→ Estratto fornito
Fra ceto medio e proletariato, nell’abbozzo di stratificazione sociale elaborato, si collocano i mastri, i capomastri delle elezioni, i campieri, i mezzadri e gli artigiani in genere (lacchè e tirapiedi) comunemente chiamati politicanti portatori d’acqua al mulino.
E infine il proletariato, la grande maggioranza della popolazione supina. Questa classe sociale è composta da smemorati, sottosviluppati, dai braccianti e dai mezzadri sociali, poveri in cerca di un posto al sole per ricevere l’obolo della presenza in consiglio comunale. Assieme ad essi, i caprai e pecorai di non meglio precisata natura.
Molto spesso è impossibile fare ulteriori suddivisioni, data l’intercambiabilità del soggetto, l’uno vale l’altro, ci spieghiamo meglio: in questo mondo sociale, dove tutti hanno pari conoscenze e capacità in ogni campo, “uno vale uno” è un principio meraviglioso per chi è il burattinaio di turno, il ciarlatano che la dice più grossa, affinché la gente gli creda.
Dagli strati più poveri della popolazione i cui membri, tranne che per alcune categorie più specializzate, come quelle pseudo accademici presuntuosi per natura, possono lavorare tanto in campagna quanto ad allevare animali. Ciò è dovuto, oltre che al basso livello d’istruzione e cultura, dei due settori di categoria del lavoro agricolo confacente.
Si racconta che nel 1890 la piramide della stratificazione sociale di una collettività era così suddivisa, Civili: a) borghesia terriera; b) Ceto medio-alto: professionisti, impiegati, maestri, proprietari non coltivatori, gabelloti ecc.; c) Ceto medio-basso: clero, massari, sensali, negozianti, appaltatori, cottimisti, ecc.; d) Proletariato: mezzadri, mastri, capomastri, braccianti, mezzadri e poveri ecc.
Ma i Greci avevano previsto anche questo: oclocrazia, la chiamò Polibio, che stima la durata di una democrazia, ovvero d’un saggio governo d’uguaglianza, ‘finché sopravvivono cittadini che hanno sperimentato la tracotanza e la violenza, che stimano più di ogni altra cosa l’uguaglianza di diritti e la libertà di parola; ma quando la democrazia viene trasmessa ai figli dei figli di questi (…) viene abolita e si trasforma in violenta demagogia’. Un inevitabile decadimento, un concetto che nell’Ottocento viene condensato in ‘tirannia della maggioranza’ e che a noi pare ritrovarsi nell’odierno “uno vale uno”, pericoloso e utopistico.
A Siracusa dove tutti si credono di essere, un mondo di politicanti mercenari e ciarlatani, dove tutti hanno pari conoscenze e capacità in ogni campo, ‘uno vale uno’ è un principio pericoloso e utopistico. Ma non è così: abbiamo gli stessi diritti e gli stessi doveri, vivaddio, ma questo non significa che abbiamo anche la stessa altezza, lo stesso colore degli occhi, gli stessi talenti, la stessa esperienza e le stesse capacità. Affinché una società funzioni, bisogna mettere gli ingranaggi giusti al posto giusto, altrimenti ‘uno vale uno’ decade in ‘uno qualsiasi vale uno’.

→ Insieme di dati
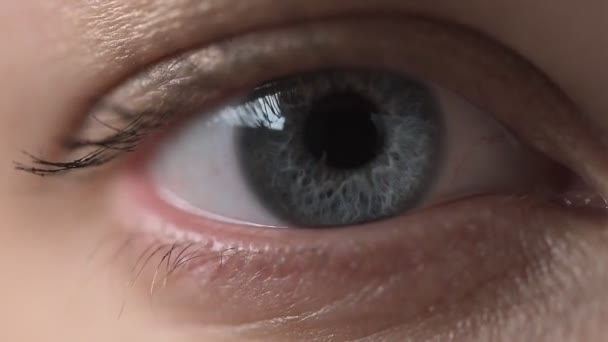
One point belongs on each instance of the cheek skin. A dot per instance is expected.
(433, 269)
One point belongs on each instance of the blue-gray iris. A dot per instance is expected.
(339, 147)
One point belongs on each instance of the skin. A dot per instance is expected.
(65, 277)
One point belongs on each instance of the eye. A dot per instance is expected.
(335, 148)
(450, 165)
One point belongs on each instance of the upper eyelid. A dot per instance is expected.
(178, 74)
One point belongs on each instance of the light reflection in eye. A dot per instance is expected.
(325, 149)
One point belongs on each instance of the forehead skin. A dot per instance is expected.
(57, 53)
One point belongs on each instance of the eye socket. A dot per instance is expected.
(336, 148)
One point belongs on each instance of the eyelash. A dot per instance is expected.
(125, 140)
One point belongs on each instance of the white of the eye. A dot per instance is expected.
(198, 171)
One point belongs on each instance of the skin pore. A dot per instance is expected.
(72, 272)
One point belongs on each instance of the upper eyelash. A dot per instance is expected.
(106, 149)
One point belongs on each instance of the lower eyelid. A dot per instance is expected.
(440, 255)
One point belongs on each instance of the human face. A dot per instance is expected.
(512, 247)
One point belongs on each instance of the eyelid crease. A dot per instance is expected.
(484, 73)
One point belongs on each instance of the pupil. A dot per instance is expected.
(340, 129)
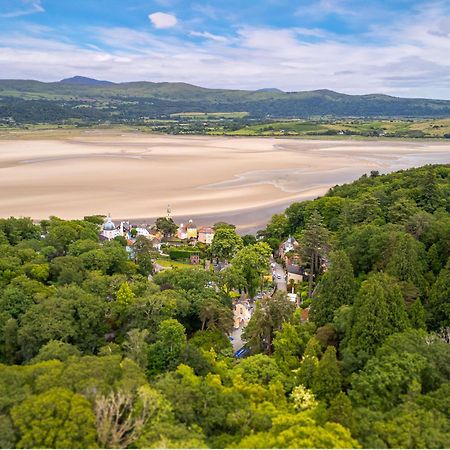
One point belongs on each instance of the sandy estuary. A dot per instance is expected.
(242, 180)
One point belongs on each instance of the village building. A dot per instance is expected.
(287, 246)
(182, 232)
(141, 231)
(242, 314)
(194, 259)
(109, 230)
(191, 230)
(205, 235)
(295, 273)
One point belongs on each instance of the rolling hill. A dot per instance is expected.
(86, 99)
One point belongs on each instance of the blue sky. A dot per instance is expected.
(398, 47)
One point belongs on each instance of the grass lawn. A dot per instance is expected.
(174, 264)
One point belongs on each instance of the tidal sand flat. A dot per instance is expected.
(136, 176)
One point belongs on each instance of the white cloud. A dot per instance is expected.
(162, 20)
(207, 35)
(405, 60)
(29, 7)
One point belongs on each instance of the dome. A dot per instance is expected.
(109, 225)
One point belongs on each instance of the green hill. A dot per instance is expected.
(80, 98)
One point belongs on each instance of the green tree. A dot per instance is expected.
(136, 347)
(290, 342)
(407, 260)
(125, 296)
(166, 352)
(378, 312)
(57, 418)
(253, 263)
(429, 198)
(56, 350)
(300, 431)
(143, 250)
(438, 306)
(226, 242)
(336, 288)
(166, 226)
(314, 243)
(268, 318)
(327, 380)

→ Compiti assegnati
- A) Elenca tutte le categorie che l'estratto, nella suddivisione del 1890, attribuisce al ceto medio-basso.
- B) Rispondi a queste domande sull'estratto.
(i) Chi diede il nome di oclocrazia alla degenerazione della democrazia?
(ii) A quale anno risale la piramide della stratificazione sociale descritta?
(iii) In quale città, secondo il testo, tutti si credono di essere?
- C) Riscrivi il passo dell'estratto che comincia con le parole "Dagli strati più" e si ferma dopo "e poveri ecc.", sostituendo "sensali" con "mediatori".
Le righe non hanno alcun legame con l'estratto.

→ Risposte finali
- A) clero, massari, sensali, negozianti, appaltatori, cottimisti

- B)
(i) Polibio
(ii) Il 1890
(iii) Siracusa

- C)
Dagli strati più poveri della popolazione i cui membri, tranne che per alcune categorie più specializzate, come quelle pseudo accademici presuntuosi per natura, possono lavorare tanto in campagna quanto ad allevare animali. Ciò è dovuto, oltre che al basso livello d’istruzione e cultura, dei due settori di categoria del lavoro agricolo confacente.
Si racconta che nel 1890 la piramide della stratificazione sociale di una collettività era così suddivisa, Civili: a) borghesia terriera; b) Ceto medio-alto: professionisti, impiegati, maestri, proprietari non coltivatori, gabelloti ecc.; c) Ceto medio-basso: clero, massari, mediatori, negozianti, appaltatori, cottimisti, ecc.; d) Proletariato: mezzadri, mastri, capomastri, braccianti, mezzadri e poveri ecc.